Once you have read the entries below, write them all out again exactly.

◇ ◇ ◇ ◇ ◇

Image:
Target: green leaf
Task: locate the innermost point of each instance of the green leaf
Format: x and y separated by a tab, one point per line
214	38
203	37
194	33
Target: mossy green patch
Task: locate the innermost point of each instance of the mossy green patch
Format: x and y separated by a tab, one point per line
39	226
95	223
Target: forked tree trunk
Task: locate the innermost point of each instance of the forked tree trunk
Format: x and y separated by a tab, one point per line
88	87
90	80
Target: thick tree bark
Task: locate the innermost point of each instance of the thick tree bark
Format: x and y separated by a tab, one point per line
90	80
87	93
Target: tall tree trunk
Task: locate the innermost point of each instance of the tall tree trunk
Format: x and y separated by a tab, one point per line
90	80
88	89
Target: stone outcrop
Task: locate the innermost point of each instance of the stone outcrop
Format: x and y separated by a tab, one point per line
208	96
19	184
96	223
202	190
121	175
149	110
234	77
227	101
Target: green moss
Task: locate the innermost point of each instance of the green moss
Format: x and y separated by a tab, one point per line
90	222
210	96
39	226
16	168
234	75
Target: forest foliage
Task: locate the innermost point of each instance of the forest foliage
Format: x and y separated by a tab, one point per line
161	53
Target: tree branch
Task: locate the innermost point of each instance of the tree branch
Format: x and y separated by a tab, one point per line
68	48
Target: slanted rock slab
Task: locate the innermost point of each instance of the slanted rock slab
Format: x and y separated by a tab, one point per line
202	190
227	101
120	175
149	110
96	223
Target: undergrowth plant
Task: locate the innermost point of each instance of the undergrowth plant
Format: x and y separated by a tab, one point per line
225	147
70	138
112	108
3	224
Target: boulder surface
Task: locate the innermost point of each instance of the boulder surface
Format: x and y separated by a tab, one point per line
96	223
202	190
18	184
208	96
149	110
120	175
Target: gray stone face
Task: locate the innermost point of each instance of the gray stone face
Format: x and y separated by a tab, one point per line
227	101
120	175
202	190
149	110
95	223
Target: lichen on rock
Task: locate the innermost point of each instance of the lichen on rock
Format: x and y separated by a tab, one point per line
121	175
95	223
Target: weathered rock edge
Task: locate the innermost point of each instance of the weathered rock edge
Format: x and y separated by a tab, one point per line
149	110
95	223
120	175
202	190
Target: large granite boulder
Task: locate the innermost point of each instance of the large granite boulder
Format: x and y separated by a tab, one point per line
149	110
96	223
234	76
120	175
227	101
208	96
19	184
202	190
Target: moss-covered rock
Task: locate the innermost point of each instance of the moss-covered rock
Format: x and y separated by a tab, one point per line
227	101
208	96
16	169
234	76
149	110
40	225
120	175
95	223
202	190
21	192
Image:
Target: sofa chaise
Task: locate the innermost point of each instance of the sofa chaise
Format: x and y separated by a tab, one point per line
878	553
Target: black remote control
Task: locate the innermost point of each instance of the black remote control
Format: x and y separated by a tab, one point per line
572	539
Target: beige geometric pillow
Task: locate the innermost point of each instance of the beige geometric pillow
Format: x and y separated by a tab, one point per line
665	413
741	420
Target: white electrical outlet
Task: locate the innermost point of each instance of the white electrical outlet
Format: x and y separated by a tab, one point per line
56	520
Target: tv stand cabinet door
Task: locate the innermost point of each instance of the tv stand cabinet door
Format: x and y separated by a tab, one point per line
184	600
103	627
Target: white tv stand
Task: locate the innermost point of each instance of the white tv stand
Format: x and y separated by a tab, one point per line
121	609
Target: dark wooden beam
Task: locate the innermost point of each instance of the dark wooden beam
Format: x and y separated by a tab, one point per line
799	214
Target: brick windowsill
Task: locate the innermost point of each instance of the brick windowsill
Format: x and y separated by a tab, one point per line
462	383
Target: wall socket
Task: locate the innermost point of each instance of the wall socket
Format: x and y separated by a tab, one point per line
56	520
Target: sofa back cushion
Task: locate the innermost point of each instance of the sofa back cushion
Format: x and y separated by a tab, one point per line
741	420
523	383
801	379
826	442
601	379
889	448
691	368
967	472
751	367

◇ ◇ ◇ ◇ ◇

▶ Response to this task
Image:
Target: green leaf
Task: locate the innermost point of each instance of the green leaf
Format: x and y separated by a tab, one point per line
214	38
203	37
194	33
Target: mossy green patch
Task: locate the innermost point of each instance of the mossy green patch
Format: x and y separated by a tab, one point per line
39	226
95	223
Target: forked tree trunk
Task: locate the innermost point of each instance of the forked tree trunk
Format: x and y separated by a tab, one point per line
88	87
90	80
Target: thick tree bark
Task: locate the innermost point of each instance of the thick tree bark
Format: x and y separated by a tab, one point per line
90	80
87	93
Target: tall tree trunk
Task: locate the innermost point of each instance of the tall tree trunk
Format: x and y separated by a tab, one point per line
90	80
88	89
Target: stone outcrop
Task: locate the innermost point of each instance of the stone outcrop
Format: x and y separated by a tab, one point per line
208	96
19	184
96	223
202	190
121	175
149	110
234	77
227	101
Target: green moss
Task: locate the innermost point of each instance of the green moss
Format: x and y separated by a tab, one point per line
90	222
210	96
39	226
16	168
234	75
Target: forest foliage
Task: locate the innermost point of each instance of the forest foliage
Format: x and y separated by a tab, one point per line
161	53
Target: tree branch
Task: locate the innermost point of each instance of the tree branch
Format: x and y separated by a tab, one point per line
68	48
Target: slanted rock slab
Task: locate the innermost point of each instance of the slanted rock slab
Format: x and y separated by a tab, one point per line
202	190
227	101
120	175
149	110
96	223
Target: undergrowth plant
Task: locate the innermost point of each instance of the undergrowth plant
Format: x and y separated by a tab, one point per line
225	147
70	138
112	108
3	224
Target: boulder surface
Task: locate the innermost point of each instance of the boulder surface
Format: x and y separated by a tab, one point per line
96	223
202	190
18	184
208	96
149	110
120	175
Target: gray stone face
Task: locate the innermost point of each instance of the gray stone face
Format: x and y separated by a tab, one point per line
227	101
120	175
202	190
149	110
95	223
Target: lichen on rock
Task: locate the innermost point of each instance of the lichen on rock
Format: x and y separated by a tab, one point per line
121	175
95	223
Target: weathered rock edge
Task: locate the innermost point of each instance of the weathered rock edge
Format: x and y separated by a tab, one point per line
149	110
95	223
120	175
202	190
Target: large granite boulder
Task: locate the innermost point of each instance of the large granite boulder
Format: x and y separated by a tab, one point per line
149	110
96	223
234	76
120	175
227	101
208	96
19	184
202	190
Target: moss-covered rock
Task: locate the innermost point of each instance of the moss-covered rock
Format: x and y separated by a tab, one point per line
227	101
208	96
16	169
234	76
149	110
40	225
120	175
95	223
202	190
21	192
Image:
Target: sofa chaise
Task: locate the innermost point of each instance of the sofa chaise
Format: x and y separated by a tab, one point per line
878	553
Target: black remote control
Task: locate the innermost point of each instance of the black remote control
Format: x and y separated by a tab, one point per line
572	539
Target: beige geometric pillow
Task: locate the innermost point of each instance of the beige geometric pillow
Format: x and y separated by a tab, one point per line
665	413
741	420
Target: white electrical outlet
Task: locate the innermost point of each instance of the white electrical outlet
Format: x and y separated by a tab, one point per line
56	520
Target: tv stand cabinet door
Task: locate the innermost point of each instance of the tv stand cabinet door
Format: x and y separated by a tab, one point per line
184	600
103	627
Target: white tv stand
Task: locate the innermost point of each instance of the white tv stand
Format: x and y separated by a tab, one point per line
121	609
Target: dark wooden beam
Task: locate the innermost point of each instance of the dark wooden beam
Format: x and y separated by a tab, one point per line
799	214
Target: brick windowsill
Task: locate the innermost point of each instance of the brick windowsill
Format: x and y separated by a tab, one point per line
462	383
Target: wall socket
Task: locate the innermost point of each instance of the wall socket
Format: x and y separated by a tab, one point per line
56	520
Target: sofa back cushion
Task: locate the innermost point of each instance of the sofa back cushion
Format: x and y separated by a tab, one point per line
741	420
523	383
801	379
826	442
601	379
889	448
691	368
967	472
751	367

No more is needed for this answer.